Work instructions >>
In the records below, find the line containing "and i cant find the steering"; restate it and every later line word for word, through the last.

Text-to-region grounding data:

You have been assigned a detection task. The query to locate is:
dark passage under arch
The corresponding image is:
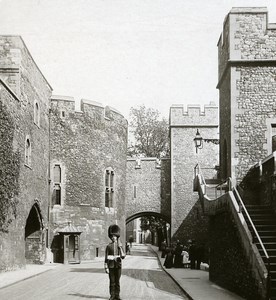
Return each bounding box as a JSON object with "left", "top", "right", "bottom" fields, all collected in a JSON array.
[{"left": 25, "top": 203, "right": 45, "bottom": 264}]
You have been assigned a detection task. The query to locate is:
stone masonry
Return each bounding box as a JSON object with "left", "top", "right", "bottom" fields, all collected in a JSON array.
[
  {"left": 170, "top": 103, "right": 219, "bottom": 239},
  {"left": 126, "top": 157, "right": 171, "bottom": 222},
  {"left": 217, "top": 7, "right": 276, "bottom": 184},
  {"left": 0, "top": 36, "right": 52, "bottom": 271},
  {"left": 50, "top": 96, "right": 128, "bottom": 260}
]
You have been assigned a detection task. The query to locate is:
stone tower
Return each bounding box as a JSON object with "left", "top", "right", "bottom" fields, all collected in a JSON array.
[
  {"left": 50, "top": 96, "right": 128, "bottom": 260},
  {"left": 170, "top": 103, "right": 219, "bottom": 239},
  {"left": 217, "top": 7, "right": 276, "bottom": 184}
]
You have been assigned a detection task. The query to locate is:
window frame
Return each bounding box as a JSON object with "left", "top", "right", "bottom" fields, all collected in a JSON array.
[
  {"left": 53, "top": 164, "right": 62, "bottom": 206},
  {"left": 34, "top": 100, "right": 40, "bottom": 127},
  {"left": 105, "top": 168, "right": 114, "bottom": 208},
  {"left": 25, "top": 136, "right": 31, "bottom": 167}
]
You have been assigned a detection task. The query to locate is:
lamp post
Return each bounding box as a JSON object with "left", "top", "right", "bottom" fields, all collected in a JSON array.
[
  {"left": 193, "top": 129, "right": 219, "bottom": 153},
  {"left": 194, "top": 129, "right": 203, "bottom": 153}
]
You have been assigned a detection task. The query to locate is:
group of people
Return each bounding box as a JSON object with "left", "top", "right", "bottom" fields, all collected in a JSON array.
[{"left": 162, "top": 239, "right": 205, "bottom": 270}]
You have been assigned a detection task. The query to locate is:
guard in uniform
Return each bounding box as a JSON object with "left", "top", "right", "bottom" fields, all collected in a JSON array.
[{"left": 104, "top": 224, "right": 126, "bottom": 300}]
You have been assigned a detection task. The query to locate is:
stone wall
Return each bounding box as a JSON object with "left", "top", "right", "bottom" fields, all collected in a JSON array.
[
  {"left": 209, "top": 211, "right": 260, "bottom": 299},
  {"left": 170, "top": 103, "right": 219, "bottom": 239},
  {"left": 0, "top": 36, "right": 51, "bottom": 271},
  {"left": 50, "top": 96, "right": 128, "bottom": 260},
  {"left": 126, "top": 157, "right": 170, "bottom": 221},
  {"left": 218, "top": 8, "right": 276, "bottom": 184}
]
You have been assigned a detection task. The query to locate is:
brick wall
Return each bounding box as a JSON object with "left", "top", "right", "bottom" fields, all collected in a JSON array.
[{"left": 50, "top": 97, "right": 128, "bottom": 260}]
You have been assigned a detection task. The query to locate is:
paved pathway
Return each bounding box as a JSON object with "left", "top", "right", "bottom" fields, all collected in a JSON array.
[
  {"left": 0, "top": 244, "right": 188, "bottom": 300},
  {"left": 152, "top": 245, "right": 245, "bottom": 300}
]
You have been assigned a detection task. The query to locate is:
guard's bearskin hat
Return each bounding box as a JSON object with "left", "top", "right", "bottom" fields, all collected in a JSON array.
[{"left": 108, "top": 224, "right": 120, "bottom": 239}]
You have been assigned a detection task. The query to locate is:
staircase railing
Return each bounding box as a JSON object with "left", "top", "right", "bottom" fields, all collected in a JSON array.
[
  {"left": 231, "top": 182, "right": 271, "bottom": 300},
  {"left": 194, "top": 164, "right": 271, "bottom": 300}
]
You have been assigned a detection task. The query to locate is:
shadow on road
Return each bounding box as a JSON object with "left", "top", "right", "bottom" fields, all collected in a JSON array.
[
  {"left": 68, "top": 293, "right": 108, "bottom": 299},
  {"left": 69, "top": 268, "right": 105, "bottom": 274},
  {"left": 122, "top": 268, "right": 183, "bottom": 297}
]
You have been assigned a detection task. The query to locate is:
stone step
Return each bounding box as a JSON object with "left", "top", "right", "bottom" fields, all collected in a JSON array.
[
  {"left": 262, "top": 255, "right": 276, "bottom": 263},
  {"left": 260, "top": 249, "right": 276, "bottom": 256},
  {"left": 250, "top": 219, "right": 276, "bottom": 226},
  {"left": 256, "top": 242, "right": 276, "bottom": 250},
  {"left": 250, "top": 224, "right": 276, "bottom": 231},
  {"left": 258, "top": 237, "right": 276, "bottom": 243},
  {"left": 255, "top": 230, "right": 276, "bottom": 237}
]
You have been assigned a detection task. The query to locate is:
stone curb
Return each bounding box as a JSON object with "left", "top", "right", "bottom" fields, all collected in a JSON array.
[{"left": 150, "top": 245, "right": 194, "bottom": 300}]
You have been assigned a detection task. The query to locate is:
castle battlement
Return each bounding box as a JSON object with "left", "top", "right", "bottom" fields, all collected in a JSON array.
[
  {"left": 170, "top": 102, "right": 218, "bottom": 127},
  {"left": 51, "top": 95, "right": 127, "bottom": 127},
  {"left": 218, "top": 6, "right": 276, "bottom": 82},
  {"left": 127, "top": 157, "right": 165, "bottom": 170}
]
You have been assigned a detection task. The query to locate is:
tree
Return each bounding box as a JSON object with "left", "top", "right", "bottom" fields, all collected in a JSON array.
[
  {"left": 140, "top": 215, "right": 167, "bottom": 246},
  {"left": 128, "top": 105, "right": 169, "bottom": 158}
]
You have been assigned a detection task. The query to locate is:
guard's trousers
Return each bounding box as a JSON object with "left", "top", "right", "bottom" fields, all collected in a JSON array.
[{"left": 109, "top": 268, "right": 121, "bottom": 298}]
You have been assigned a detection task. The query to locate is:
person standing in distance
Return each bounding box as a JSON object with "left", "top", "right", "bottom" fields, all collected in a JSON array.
[{"left": 104, "top": 224, "right": 126, "bottom": 300}]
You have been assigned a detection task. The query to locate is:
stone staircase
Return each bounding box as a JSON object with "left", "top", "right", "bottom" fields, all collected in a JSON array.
[{"left": 245, "top": 205, "right": 276, "bottom": 300}]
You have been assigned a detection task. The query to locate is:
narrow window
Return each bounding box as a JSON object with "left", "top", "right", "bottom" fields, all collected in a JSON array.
[
  {"left": 53, "top": 165, "right": 62, "bottom": 205},
  {"left": 54, "top": 165, "right": 61, "bottom": 183},
  {"left": 110, "top": 171, "right": 114, "bottom": 188},
  {"left": 25, "top": 138, "right": 31, "bottom": 166},
  {"left": 105, "top": 168, "right": 114, "bottom": 208},
  {"left": 54, "top": 184, "right": 61, "bottom": 205},
  {"left": 133, "top": 185, "right": 137, "bottom": 199},
  {"left": 272, "top": 125, "right": 276, "bottom": 153},
  {"left": 34, "top": 102, "right": 40, "bottom": 126}
]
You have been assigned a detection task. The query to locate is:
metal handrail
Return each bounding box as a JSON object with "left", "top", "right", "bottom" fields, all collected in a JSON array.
[
  {"left": 195, "top": 166, "right": 271, "bottom": 299},
  {"left": 230, "top": 182, "right": 271, "bottom": 300}
]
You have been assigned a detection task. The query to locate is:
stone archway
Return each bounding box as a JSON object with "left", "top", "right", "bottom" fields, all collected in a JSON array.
[
  {"left": 126, "top": 211, "right": 171, "bottom": 247},
  {"left": 25, "top": 203, "right": 45, "bottom": 264}
]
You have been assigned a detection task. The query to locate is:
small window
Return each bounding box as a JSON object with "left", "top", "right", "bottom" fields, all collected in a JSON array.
[
  {"left": 25, "top": 138, "right": 31, "bottom": 166},
  {"left": 105, "top": 168, "right": 114, "bottom": 208},
  {"left": 54, "top": 184, "right": 61, "bottom": 205},
  {"left": 53, "top": 165, "right": 62, "bottom": 205},
  {"left": 54, "top": 165, "right": 61, "bottom": 183},
  {"left": 133, "top": 185, "right": 137, "bottom": 199},
  {"left": 61, "top": 111, "right": 65, "bottom": 118},
  {"left": 272, "top": 125, "right": 276, "bottom": 152},
  {"left": 34, "top": 101, "right": 40, "bottom": 126}
]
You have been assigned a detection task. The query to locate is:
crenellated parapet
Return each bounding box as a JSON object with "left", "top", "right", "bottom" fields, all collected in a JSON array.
[
  {"left": 51, "top": 95, "right": 127, "bottom": 128},
  {"left": 170, "top": 102, "right": 218, "bottom": 127},
  {"left": 218, "top": 7, "right": 276, "bottom": 183},
  {"left": 218, "top": 7, "right": 276, "bottom": 84}
]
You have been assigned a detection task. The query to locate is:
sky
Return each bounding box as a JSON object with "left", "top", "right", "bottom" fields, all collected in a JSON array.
[{"left": 0, "top": 0, "right": 276, "bottom": 120}]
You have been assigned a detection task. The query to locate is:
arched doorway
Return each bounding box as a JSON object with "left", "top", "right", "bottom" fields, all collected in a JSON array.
[
  {"left": 126, "top": 212, "right": 171, "bottom": 248},
  {"left": 25, "top": 203, "right": 45, "bottom": 264}
]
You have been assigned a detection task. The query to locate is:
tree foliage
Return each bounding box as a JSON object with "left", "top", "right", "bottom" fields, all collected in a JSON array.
[
  {"left": 0, "top": 101, "right": 20, "bottom": 232},
  {"left": 140, "top": 215, "right": 167, "bottom": 233},
  {"left": 128, "top": 105, "right": 169, "bottom": 158}
]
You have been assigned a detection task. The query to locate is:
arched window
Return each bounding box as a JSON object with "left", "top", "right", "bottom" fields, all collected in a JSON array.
[
  {"left": 34, "top": 101, "right": 40, "bottom": 126},
  {"left": 25, "top": 137, "right": 31, "bottom": 166},
  {"left": 105, "top": 168, "right": 114, "bottom": 208}
]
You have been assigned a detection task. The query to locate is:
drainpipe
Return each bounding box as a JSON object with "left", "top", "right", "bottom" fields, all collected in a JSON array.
[{"left": 47, "top": 103, "right": 52, "bottom": 257}]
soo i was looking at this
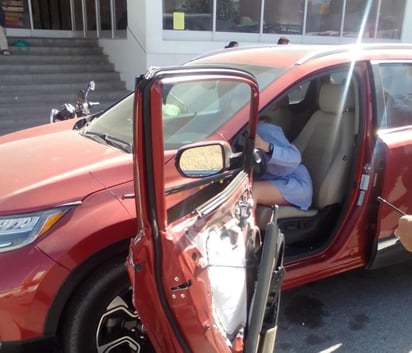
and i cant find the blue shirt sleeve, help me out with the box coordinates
[256,121,302,178]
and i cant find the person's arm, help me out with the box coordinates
[255,132,301,176]
[269,141,301,169]
[396,215,412,252]
[256,122,302,174]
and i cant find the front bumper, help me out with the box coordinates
[0,245,69,344]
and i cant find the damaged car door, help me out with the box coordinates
[128,66,285,353]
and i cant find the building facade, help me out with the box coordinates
[3,0,412,90]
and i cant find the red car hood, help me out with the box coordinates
[0,123,133,214]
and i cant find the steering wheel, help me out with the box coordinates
[253,149,267,178]
[232,129,267,178]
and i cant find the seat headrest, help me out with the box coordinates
[319,83,355,114]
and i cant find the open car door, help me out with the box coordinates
[368,129,412,268]
[127,66,285,353]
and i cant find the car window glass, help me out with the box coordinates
[330,71,350,84]
[257,67,356,142]
[190,61,286,92]
[163,79,251,150]
[84,93,134,145]
[288,81,310,104]
[377,62,412,128]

Solved exercise >>
and i cant find the steering wheel, help me out with the box coordinates
[253,149,267,178]
[232,129,267,178]
and i cant find the seat headrest, help me out with the box coordinates
[319,83,355,114]
and i cant find the open car door, help me out with the box coordinates
[368,129,412,268]
[127,66,285,353]
and i cant find the car window glass, help me out with the box coordinates
[330,71,350,84]
[257,67,356,142]
[190,61,286,92]
[163,79,251,150]
[84,93,134,145]
[288,81,310,104]
[377,62,412,128]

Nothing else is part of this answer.